Your task: Please report every row below that contains the word "boxing", copying each such line in full.

Listed entries:
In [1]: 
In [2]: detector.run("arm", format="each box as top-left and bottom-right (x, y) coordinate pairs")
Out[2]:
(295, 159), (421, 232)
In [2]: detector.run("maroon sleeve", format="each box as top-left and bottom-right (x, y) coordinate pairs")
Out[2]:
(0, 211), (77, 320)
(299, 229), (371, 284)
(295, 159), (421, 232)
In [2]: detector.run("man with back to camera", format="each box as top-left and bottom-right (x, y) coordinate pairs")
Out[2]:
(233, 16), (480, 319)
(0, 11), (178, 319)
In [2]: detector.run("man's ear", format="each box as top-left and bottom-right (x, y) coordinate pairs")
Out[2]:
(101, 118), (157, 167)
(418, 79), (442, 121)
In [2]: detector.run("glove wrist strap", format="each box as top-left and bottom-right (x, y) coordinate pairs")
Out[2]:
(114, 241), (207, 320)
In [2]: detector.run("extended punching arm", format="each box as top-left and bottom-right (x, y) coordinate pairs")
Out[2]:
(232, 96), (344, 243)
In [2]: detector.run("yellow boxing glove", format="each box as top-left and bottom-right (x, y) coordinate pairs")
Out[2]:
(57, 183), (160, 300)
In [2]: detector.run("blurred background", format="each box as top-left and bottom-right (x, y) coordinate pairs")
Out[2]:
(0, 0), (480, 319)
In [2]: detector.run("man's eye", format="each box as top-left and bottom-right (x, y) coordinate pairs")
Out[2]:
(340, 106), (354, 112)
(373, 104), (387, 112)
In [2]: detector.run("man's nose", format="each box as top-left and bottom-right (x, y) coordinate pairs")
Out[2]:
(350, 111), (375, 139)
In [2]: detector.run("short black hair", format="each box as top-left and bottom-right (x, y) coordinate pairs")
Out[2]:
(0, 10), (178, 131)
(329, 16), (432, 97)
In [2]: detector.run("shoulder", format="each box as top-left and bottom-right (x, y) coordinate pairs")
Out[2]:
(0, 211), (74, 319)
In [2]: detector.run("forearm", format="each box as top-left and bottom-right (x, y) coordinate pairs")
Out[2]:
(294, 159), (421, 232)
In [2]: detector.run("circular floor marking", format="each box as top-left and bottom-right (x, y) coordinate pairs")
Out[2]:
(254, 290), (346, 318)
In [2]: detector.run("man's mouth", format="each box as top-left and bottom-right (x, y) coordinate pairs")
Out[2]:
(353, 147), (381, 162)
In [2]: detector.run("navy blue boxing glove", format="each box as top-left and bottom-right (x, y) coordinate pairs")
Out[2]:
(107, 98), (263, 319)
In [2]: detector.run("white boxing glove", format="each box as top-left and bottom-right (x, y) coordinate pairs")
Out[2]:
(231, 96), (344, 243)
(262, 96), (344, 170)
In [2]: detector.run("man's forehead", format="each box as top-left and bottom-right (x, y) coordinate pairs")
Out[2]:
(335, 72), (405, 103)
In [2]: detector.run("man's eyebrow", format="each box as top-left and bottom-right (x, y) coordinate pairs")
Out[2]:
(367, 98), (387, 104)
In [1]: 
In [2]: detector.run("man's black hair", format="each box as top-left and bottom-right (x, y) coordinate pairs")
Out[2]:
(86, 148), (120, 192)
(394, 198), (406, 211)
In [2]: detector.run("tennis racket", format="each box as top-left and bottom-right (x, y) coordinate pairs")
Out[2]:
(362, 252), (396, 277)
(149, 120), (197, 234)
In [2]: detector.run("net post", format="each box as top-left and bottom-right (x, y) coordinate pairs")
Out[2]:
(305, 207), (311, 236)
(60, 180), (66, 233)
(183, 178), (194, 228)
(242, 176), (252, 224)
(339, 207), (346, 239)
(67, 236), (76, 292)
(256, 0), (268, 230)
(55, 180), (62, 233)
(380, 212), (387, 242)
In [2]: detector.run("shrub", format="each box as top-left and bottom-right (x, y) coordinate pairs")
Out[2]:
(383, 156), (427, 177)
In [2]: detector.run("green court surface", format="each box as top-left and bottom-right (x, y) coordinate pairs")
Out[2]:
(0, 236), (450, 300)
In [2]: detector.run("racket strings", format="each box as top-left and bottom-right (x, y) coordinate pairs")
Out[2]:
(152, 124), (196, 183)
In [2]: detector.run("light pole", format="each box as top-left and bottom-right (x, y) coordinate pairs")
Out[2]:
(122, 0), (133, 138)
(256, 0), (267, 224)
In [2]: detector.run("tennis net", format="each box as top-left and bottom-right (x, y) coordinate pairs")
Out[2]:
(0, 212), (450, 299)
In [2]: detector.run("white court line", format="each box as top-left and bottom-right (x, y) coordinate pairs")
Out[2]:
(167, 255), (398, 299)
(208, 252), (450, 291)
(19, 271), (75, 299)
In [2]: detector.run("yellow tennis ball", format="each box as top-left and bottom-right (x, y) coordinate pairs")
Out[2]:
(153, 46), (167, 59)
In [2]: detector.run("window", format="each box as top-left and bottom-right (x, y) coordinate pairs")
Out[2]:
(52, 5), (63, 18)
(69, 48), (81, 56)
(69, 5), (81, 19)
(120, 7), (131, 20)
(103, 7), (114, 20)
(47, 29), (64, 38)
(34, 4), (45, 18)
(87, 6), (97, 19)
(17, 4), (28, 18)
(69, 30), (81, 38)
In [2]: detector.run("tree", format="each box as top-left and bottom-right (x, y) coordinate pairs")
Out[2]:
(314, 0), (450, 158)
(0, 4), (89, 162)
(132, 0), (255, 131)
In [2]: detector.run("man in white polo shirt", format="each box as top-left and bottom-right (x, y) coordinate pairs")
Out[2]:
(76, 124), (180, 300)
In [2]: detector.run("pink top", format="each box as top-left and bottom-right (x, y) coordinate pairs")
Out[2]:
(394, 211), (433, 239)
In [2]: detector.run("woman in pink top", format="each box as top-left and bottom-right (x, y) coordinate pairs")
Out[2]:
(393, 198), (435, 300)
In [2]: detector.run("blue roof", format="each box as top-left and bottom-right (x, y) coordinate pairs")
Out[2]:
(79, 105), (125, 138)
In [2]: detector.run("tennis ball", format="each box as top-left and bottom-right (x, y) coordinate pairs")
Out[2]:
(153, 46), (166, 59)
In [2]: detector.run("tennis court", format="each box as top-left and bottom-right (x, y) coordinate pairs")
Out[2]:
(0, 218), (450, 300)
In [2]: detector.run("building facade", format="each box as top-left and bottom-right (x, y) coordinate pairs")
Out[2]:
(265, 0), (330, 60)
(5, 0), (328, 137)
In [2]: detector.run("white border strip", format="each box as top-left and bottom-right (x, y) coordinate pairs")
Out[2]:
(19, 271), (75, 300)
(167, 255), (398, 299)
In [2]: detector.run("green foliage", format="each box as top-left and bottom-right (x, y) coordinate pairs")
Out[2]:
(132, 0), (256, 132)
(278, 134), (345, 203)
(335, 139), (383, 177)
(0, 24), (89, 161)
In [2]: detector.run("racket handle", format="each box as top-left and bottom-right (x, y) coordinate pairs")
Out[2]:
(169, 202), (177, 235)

Problem solution:
In [2]: detector.run("yellow boxing glove", format="each box as top-left and bottom-right (x, y) coordinate pairs")
In [2]: detector.run("navy blue boxing glove", format="each box as top-left and bottom-right (x, y) coordinate pairs")
In [2]: detector.run("white boxing glove", format="each box as top-left and bottom-right (x, y) coordinate pairs")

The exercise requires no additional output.